_Aim of the exercise_: Copy the data below word for word, leaving every line unchanged.

_Data extract_:
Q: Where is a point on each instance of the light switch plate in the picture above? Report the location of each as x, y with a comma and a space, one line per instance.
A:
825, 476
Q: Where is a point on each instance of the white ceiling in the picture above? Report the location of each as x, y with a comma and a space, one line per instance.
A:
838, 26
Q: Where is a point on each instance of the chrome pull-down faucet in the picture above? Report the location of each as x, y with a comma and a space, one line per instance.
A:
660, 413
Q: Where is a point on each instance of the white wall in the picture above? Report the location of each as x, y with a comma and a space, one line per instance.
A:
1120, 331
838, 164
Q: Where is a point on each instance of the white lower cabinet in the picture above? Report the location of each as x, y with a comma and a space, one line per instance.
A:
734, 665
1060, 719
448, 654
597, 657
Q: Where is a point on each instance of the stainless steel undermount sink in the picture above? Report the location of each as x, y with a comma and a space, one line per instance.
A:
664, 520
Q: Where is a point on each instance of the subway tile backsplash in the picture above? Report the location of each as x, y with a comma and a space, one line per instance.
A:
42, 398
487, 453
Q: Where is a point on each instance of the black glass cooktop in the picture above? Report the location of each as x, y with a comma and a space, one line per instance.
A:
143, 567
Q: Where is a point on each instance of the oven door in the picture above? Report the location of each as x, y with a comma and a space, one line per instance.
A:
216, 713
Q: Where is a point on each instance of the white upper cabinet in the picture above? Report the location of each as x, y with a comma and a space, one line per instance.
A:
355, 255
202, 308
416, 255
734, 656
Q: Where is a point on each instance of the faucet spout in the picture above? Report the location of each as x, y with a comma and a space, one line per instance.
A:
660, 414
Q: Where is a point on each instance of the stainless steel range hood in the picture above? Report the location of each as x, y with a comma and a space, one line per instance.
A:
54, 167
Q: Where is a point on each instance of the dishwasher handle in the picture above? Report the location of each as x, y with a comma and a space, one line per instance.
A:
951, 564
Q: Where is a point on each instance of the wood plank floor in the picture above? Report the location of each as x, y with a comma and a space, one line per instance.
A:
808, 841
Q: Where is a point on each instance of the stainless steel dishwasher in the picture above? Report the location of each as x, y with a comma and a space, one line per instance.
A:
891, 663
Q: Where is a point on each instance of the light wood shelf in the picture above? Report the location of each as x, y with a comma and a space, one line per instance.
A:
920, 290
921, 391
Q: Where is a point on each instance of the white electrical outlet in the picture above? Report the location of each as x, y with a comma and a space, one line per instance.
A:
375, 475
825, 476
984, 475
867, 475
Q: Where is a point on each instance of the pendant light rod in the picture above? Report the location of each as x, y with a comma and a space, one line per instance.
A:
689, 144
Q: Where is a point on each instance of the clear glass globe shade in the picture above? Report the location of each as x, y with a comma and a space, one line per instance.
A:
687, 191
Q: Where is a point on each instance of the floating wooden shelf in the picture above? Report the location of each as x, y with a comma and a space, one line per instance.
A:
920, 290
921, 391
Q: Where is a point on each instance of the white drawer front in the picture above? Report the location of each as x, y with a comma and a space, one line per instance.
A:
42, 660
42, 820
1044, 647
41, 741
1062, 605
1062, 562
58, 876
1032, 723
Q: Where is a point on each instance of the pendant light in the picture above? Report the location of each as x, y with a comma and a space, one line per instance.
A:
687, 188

_Expected output_:
Q: Where is a point on each instance of the light switch plate in the picture above? Report the location of each as x, y with a comma and a space, one line per instance.
A:
825, 476
Q: Where is a point on each instance of the white ceiling in the picture above? Report the location of each as x, y with a comma and a space, one line per instance.
A:
838, 26
Q: Where is a point on each instance of the chrome pull-down faucet in the picture above? Report the location of each as x, y with a comma and a space, one line per instance.
A:
660, 413
Q: Where is a point on each instance of the white wall in the picture above? Report the location of each as x, y with a comma and a space, one line per instance.
A:
1120, 331
838, 164
Q: Where is a point on each instance of the white lower cabinet in the picture above? Report the location of each as x, y with a comma and a space, one line per instance.
A:
734, 665
1060, 719
448, 654
597, 657
Q: Where is a point on each instance of the stainless steel undermount sink in the picture above? Report the location of each as x, y with a comma and a space, one line per instance.
A:
664, 520
Q: Where is a point on each instance of the subway tile backsplash in the picture above? Report the location of each as x, y with a comma and a space, one line per instance.
A:
42, 398
487, 453
Q: Where is a point on each instance of the black glass cooktop in the picture above? Report the location of each as x, y with a comma and a space, one line per instance.
A:
143, 567
Q: Where is a point on each instance of the oven door in the picture above? Report the location of each as x, y with a comma and a space, one line per instance.
A:
216, 713
Q: Where is a point on each instance of the white upper cabinet in the picture above? Report the location of each as x, y with a comma and a space, one line per instance.
A:
355, 255
202, 308
416, 255
734, 656
Q: Where is a point on each instance of the faucet spout in the picture above? Report the location of each as x, y with a comma and a space, one line per instance.
A:
660, 414
Q: Where is a point on each instance of the stainless steel range hood in the picture above? Report the location of each as x, y with a comma and a space, one line per instance.
A:
54, 167
Q: Where is a point on each instance of the dishwasher handle in the picture above? Report the location of each as x, y with a comma and a space, one line per instance.
A:
951, 564
Q: Where is a point on each instance of the wood plank floor in the picture above? Report the location of each as x, y with a comma and a space, one line per instance.
A:
808, 841
Q: Where is a point on each instance of the stainless steel dishwasher in the picture above? Report the location of each as x, y with a comma and a space, one line per instance.
A:
891, 663
Q: Where is a point on each instance of the light wood shelf in the picture above? Report the location of each as x, y with a comma and a space, one line per instance.
A:
920, 290
921, 391
Q: Where is a point on each instance of the white electrical outlet in the picture above? Report the location of each as x, y with a comma and a space, one line per instance.
A:
375, 475
825, 476
984, 475
867, 475
Q: Where is a point on each instance of the pendant light rod in the picture above? Report the location of each as x, y with a comma and a space, one line per instance.
A:
689, 144
Q: Where is a point on each instance of the clear glass globe shade in the picture above? Report the location of each as x, y with a comma and a space, one line per instance.
A:
687, 191
Q: Where is a point on each instance of the floating wooden shelf in the picture above? Report the location of each as x, y with a comma and a space, one line per instance.
A:
920, 290
921, 391
Q: Where is a point on each instance of the white drawer front in the picture above? Report the location of each as x, y with a comma and a space, one line per instance.
A:
42, 660
42, 820
1044, 647
41, 741
1062, 605
1062, 562
58, 876
1032, 723
Q: Where is a point on each instance of the pendant light in the picture above? Report the location of each as x, y with a comma and a space, one line per instance.
A:
687, 188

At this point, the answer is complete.